[BEGIN LISTING]

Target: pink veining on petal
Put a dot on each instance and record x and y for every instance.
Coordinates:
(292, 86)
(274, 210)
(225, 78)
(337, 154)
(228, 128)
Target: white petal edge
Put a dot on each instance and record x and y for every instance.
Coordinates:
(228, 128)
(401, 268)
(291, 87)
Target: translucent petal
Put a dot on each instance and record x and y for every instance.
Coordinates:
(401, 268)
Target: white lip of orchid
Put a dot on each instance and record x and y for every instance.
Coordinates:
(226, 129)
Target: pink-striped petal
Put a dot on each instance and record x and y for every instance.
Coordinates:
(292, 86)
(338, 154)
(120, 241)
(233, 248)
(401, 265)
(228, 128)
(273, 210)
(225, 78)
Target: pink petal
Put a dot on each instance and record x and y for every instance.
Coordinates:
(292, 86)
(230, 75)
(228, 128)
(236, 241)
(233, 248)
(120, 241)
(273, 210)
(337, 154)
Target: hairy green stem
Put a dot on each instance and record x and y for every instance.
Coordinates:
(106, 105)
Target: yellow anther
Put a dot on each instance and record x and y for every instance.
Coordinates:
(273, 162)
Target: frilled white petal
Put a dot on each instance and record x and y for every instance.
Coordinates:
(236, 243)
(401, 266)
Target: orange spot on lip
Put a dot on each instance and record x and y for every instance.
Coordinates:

[END LISTING]

◆ **INSTRUCTIONS TO FOLLOW**: Rewrite all the entries above so that each "Put a dot" becomes "Place a marker", with nothing else altered.

◆ **ANSWER TO THE TASK**:
Target: pink veining on petal
Place a marker on each instance and record x and y for every instance.
Coordinates:
(292, 86)
(274, 210)
(225, 78)
(337, 154)
(228, 128)
Target: white petal edge
Place a marker on each instance and record x and y for every instance.
Coordinates:
(228, 128)
(401, 268)
(291, 87)
Target: translucent petal
Place a marker on each instance and record x and y for every instance.
Coordinates:
(401, 268)
Target: white lip of orchid
Place a marker on each instance and record x and y for every instance.
Coordinates:
(226, 129)
Target: pink-striped petal
Place a marker on each instance and record x and y for every instance.
Coordinates:
(292, 86)
(338, 154)
(120, 241)
(233, 248)
(401, 265)
(228, 128)
(273, 210)
(225, 78)
Target: pink petal
Place a marker on each instance and record x and y for every instance.
Coordinates:
(292, 86)
(230, 75)
(228, 128)
(236, 241)
(233, 248)
(120, 241)
(273, 210)
(337, 154)
Target: hairy green stem
Place a marker on each instance and record x and y for every instance.
Coordinates:
(106, 105)
Target: yellow anther
Place a marker on each instance and record x and y for every instance.
Coordinates:
(273, 162)
Target: frilled white petal
Place a marker on each instance and record x and y for every instance.
Coordinates:
(236, 243)
(401, 266)
Target: orange spot on lip
Place a marker on each instance and record x and y for every instance.
Coordinates:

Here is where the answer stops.